### [Task objective]
Report each line of the data below that contains the word "wooden", copying every such line in full.

### [Rows from a pointing dataset]
##########
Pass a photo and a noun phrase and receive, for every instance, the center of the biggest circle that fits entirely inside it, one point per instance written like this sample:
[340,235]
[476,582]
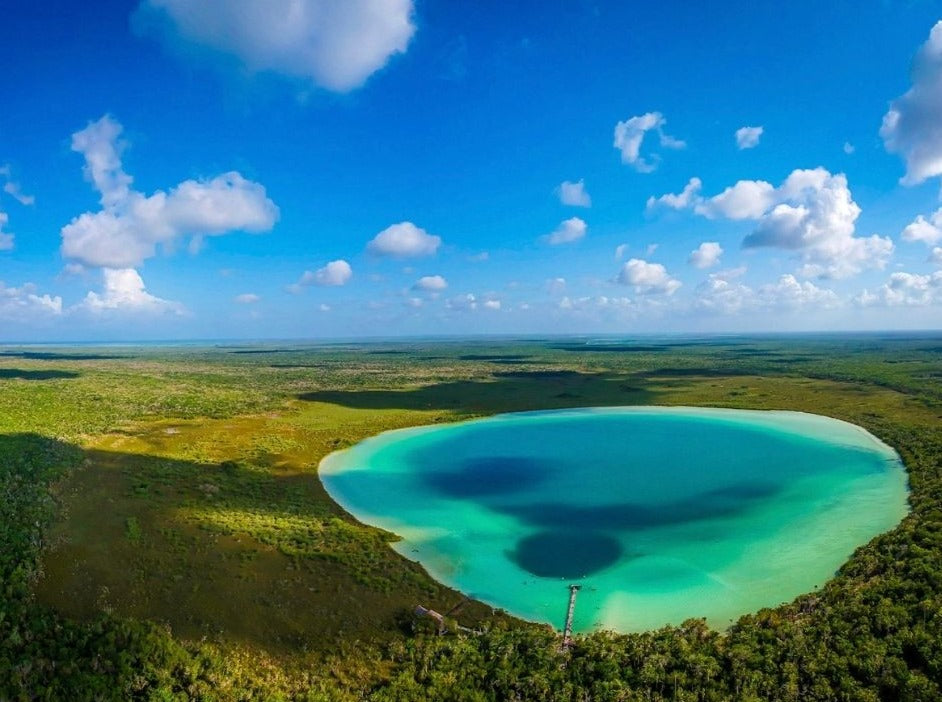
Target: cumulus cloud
[430,283]
[130,225]
[748,137]
[462,303]
[682,200]
[706,255]
[568,231]
[815,215]
[911,126]
[556,286]
[124,291]
[905,290]
[574,194]
[404,240]
[747,199]
[629,136]
[334,274]
[724,294]
[6,238]
[811,213]
[25,304]
[336,45]
[647,277]
[788,291]
[928,231]
[13,189]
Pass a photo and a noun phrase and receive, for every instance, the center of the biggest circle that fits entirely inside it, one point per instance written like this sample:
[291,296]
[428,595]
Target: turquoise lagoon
[661,514]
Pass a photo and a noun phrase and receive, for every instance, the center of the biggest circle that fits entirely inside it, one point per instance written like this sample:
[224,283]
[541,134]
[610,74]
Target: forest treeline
[872,633]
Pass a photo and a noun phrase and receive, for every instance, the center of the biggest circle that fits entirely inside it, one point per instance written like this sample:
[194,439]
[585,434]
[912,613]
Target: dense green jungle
[164,534]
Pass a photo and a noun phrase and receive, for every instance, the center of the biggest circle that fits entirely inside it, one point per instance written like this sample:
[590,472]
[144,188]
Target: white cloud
[462,303]
[124,292]
[13,189]
[24,304]
[723,294]
[630,134]
[747,199]
[905,290]
[6,238]
[336,45]
[706,255]
[647,277]
[574,194]
[430,283]
[556,286]
[788,292]
[748,137]
[572,229]
[815,215]
[334,274]
[130,225]
[927,231]
[404,240]
[812,213]
[682,200]
[911,126]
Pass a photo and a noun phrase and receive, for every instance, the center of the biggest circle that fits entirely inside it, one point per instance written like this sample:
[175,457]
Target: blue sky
[312,168]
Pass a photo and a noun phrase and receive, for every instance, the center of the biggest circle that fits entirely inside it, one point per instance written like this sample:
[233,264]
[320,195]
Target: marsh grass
[184,488]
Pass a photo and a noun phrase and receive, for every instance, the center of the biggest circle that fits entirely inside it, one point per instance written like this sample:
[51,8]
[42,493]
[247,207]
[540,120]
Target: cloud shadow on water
[566,554]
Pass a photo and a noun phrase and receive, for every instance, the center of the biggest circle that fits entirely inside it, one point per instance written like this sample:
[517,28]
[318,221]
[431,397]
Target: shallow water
[661,514]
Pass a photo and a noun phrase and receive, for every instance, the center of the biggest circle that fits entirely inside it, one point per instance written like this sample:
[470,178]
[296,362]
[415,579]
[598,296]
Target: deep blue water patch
[662,513]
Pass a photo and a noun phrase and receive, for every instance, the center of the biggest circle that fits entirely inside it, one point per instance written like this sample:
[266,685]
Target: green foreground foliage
[163,534]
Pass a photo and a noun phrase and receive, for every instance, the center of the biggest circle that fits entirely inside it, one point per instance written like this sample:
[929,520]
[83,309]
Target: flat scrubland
[164,535]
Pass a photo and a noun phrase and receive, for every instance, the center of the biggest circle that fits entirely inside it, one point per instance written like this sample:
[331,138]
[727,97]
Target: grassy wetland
[165,536]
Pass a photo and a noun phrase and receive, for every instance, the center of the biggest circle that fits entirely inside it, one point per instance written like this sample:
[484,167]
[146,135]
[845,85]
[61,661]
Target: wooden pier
[567,631]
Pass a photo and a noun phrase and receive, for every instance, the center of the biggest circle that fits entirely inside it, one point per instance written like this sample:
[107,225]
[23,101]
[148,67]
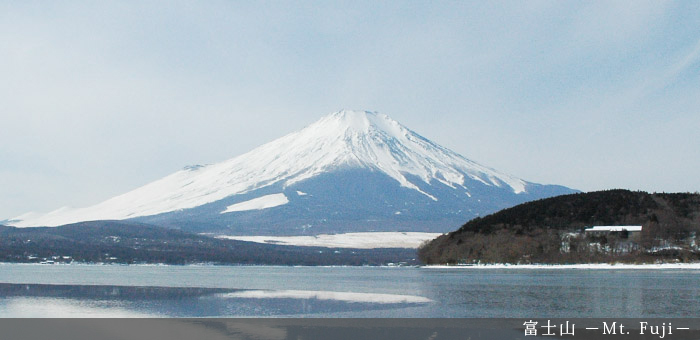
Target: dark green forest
[552,231]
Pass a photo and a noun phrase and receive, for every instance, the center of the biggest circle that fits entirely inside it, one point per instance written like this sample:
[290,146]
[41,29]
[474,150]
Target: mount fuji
[351,171]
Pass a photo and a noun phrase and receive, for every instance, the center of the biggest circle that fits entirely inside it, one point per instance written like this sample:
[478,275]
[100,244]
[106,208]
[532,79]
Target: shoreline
[591,266]
[594,266]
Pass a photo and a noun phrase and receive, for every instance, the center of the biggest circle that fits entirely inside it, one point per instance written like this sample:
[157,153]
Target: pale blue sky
[98,98]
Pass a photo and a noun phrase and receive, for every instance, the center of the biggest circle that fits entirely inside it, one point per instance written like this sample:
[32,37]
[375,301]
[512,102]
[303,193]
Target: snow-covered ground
[259,203]
[367,240]
[326,295]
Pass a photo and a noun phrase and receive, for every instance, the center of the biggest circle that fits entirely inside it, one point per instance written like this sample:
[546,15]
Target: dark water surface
[230,291]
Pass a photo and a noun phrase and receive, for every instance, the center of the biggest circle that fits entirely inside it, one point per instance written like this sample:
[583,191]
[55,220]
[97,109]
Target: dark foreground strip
[340,329]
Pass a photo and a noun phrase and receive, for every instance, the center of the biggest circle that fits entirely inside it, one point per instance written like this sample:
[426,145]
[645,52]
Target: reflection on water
[41,300]
[365,292]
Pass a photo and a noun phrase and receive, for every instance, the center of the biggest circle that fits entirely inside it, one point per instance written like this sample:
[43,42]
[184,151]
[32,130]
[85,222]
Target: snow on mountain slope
[345,139]
[264,202]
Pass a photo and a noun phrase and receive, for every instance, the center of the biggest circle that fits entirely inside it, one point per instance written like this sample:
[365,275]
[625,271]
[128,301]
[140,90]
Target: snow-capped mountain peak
[341,140]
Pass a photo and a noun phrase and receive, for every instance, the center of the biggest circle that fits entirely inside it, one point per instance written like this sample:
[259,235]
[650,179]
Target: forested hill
[129,242]
[551,230]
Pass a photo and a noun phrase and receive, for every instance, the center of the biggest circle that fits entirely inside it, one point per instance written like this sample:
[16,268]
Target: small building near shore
[626,231]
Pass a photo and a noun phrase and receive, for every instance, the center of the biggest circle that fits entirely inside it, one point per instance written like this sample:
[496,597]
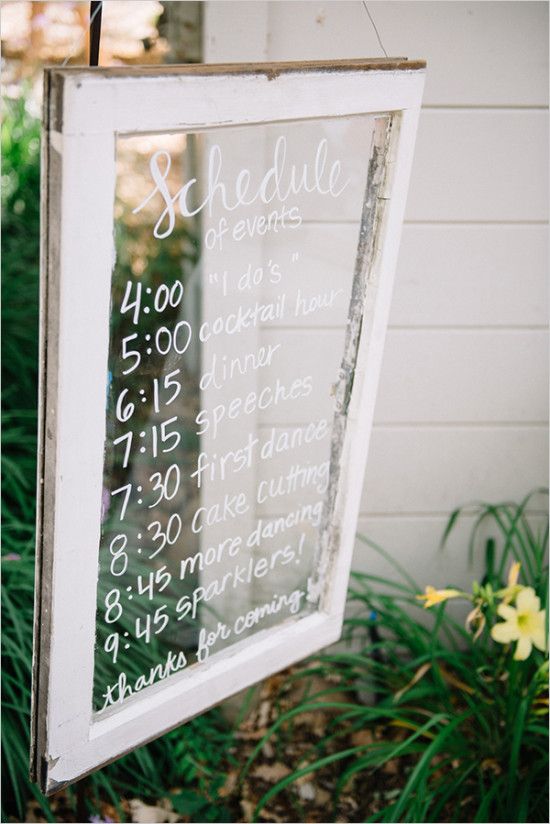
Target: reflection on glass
[235,250]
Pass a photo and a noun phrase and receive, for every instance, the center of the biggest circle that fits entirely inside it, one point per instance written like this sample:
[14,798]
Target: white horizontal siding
[434,469]
[480,165]
[462,406]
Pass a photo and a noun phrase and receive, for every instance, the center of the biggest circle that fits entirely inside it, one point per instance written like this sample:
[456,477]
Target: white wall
[463,400]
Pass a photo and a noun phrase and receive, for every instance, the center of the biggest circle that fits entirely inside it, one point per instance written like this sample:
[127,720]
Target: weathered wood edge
[47,414]
[270,70]
[371,222]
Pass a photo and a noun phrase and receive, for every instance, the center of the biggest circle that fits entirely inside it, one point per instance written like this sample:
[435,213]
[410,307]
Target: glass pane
[235,252]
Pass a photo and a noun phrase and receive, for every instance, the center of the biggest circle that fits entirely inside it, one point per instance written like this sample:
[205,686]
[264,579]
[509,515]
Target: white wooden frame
[84,111]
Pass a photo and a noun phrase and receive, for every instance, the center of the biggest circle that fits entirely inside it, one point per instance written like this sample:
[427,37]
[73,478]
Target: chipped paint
[373,205]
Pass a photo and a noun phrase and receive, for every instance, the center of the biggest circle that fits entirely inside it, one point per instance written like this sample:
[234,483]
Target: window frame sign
[85,110]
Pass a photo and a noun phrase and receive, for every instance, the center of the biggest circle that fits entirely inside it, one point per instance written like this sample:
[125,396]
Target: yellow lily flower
[434,596]
[524,623]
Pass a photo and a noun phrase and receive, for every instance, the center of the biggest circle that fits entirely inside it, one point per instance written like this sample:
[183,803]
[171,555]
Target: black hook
[96,8]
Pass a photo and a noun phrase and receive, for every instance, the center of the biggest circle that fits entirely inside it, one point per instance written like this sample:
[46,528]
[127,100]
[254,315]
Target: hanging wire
[375,29]
[78,45]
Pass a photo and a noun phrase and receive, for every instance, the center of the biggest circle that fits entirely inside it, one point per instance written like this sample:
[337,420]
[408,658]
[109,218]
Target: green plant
[193,756]
[461,724]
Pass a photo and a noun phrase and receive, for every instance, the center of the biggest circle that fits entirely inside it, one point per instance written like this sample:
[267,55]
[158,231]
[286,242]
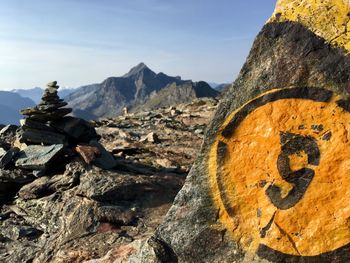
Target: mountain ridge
[111,96]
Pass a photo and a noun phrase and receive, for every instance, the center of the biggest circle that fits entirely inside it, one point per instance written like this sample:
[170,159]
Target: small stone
[28,123]
[88,153]
[8,157]
[52,107]
[105,160]
[151,137]
[37,157]
[199,131]
[165,163]
[8,130]
[29,135]
[78,129]
[2,151]
[52,84]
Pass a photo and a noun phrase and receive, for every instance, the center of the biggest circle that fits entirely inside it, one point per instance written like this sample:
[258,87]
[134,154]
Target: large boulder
[37,157]
[271,183]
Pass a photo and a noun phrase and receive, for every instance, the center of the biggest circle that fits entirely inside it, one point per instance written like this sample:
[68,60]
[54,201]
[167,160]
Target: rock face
[271,181]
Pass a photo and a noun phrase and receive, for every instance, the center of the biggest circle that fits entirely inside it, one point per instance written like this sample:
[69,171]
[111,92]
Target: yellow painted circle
[320,221]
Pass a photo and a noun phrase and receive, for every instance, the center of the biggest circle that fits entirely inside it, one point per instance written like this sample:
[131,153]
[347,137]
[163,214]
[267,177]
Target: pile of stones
[48,137]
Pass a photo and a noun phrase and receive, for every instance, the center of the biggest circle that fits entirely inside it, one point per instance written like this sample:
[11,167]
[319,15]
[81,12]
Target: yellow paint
[319,222]
[328,19]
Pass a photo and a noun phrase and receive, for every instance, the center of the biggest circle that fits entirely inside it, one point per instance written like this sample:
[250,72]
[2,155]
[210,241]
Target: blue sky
[79,42]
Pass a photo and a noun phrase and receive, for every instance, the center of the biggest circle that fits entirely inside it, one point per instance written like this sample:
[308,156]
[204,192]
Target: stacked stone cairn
[48,137]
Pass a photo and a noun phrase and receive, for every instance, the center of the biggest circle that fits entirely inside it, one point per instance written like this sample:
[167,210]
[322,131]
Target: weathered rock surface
[37,157]
[270,183]
[47,135]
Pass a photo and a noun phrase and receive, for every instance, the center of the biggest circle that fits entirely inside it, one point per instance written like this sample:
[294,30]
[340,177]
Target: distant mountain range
[219,86]
[139,88]
[10,105]
[174,94]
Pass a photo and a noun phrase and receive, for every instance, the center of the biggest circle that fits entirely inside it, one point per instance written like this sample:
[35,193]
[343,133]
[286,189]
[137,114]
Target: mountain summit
[131,90]
[138,69]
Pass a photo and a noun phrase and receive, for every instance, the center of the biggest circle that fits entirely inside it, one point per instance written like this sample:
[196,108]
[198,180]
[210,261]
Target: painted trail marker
[271,165]
[272,180]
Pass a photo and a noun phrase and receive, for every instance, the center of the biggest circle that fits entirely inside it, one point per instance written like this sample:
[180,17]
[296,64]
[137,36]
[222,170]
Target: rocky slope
[271,181]
[82,213]
[110,97]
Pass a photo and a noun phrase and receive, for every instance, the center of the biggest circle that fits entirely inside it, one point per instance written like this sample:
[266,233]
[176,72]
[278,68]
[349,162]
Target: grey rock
[52,84]
[151,137]
[106,159]
[78,129]
[16,232]
[8,157]
[2,152]
[35,136]
[28,123]
[8,130]
[36,157]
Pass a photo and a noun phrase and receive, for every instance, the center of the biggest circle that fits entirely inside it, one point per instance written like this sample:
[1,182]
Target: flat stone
[51,107]
[151,137]
[88,153]
[52,84]
[51,90]
[8,157]
[105,160]
[78,129]
[30,111]
[8,130]
[36,136]
[31,124]
[37,157]
[50,116]
[2,152]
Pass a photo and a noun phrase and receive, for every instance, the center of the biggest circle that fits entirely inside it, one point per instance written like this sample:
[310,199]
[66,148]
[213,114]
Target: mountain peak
[137,69]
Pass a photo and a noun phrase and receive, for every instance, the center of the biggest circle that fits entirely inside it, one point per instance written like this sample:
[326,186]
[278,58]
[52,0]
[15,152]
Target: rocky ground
[82,213]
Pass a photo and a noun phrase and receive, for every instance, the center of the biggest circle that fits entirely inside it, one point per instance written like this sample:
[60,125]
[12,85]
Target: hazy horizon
[82,42]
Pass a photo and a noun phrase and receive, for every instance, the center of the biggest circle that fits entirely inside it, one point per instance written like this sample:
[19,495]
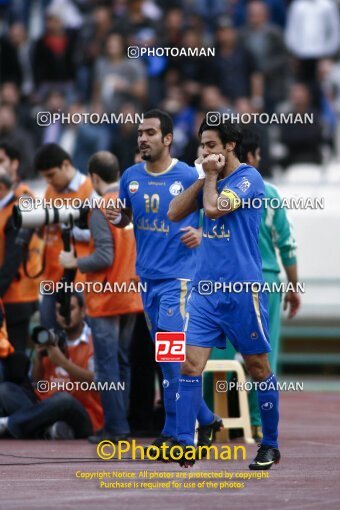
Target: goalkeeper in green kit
[276,235]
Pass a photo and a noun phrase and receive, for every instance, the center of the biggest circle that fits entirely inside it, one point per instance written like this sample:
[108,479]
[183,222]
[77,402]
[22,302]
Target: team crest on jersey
[176,188]
[133,186]
[244,184]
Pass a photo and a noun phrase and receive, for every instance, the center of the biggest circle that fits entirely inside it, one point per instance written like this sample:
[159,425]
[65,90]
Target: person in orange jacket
[21,297]
[66,407]
[64,182]
[111,312]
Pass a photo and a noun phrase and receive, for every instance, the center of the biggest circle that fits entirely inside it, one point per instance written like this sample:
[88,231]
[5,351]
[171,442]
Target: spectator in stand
[18,292]
[303,141]
[64,414]
[276,9]
[124,137]
[265,43]
[83,139]
[91,44]
[234,71]
[118,77]
[54,56]
[312,33]
[111,314]
[16,135]
[64,182]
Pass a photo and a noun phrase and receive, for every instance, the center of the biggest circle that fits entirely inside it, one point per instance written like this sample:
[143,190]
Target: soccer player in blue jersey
[228,254]
[166,254]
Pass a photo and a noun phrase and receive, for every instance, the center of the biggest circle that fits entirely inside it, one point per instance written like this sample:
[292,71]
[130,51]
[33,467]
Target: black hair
[105,164]
[227,132]
[167,126]
[10,150]
[49,156]
[250,142]
[6,180]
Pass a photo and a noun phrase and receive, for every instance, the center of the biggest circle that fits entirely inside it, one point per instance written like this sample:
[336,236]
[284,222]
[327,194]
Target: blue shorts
[164,304]
[242,317]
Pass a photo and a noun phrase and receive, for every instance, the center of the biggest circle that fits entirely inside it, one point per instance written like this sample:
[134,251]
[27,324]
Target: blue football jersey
[229,250]
[160,253]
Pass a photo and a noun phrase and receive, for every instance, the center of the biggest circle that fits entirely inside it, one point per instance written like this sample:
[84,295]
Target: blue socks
[170,389]
[268,399]
[205,416]
[188,406]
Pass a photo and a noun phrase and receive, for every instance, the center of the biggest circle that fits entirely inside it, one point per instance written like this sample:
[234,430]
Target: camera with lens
##########
### [Task answer]
Target: wooden pier
Target: white wooden frame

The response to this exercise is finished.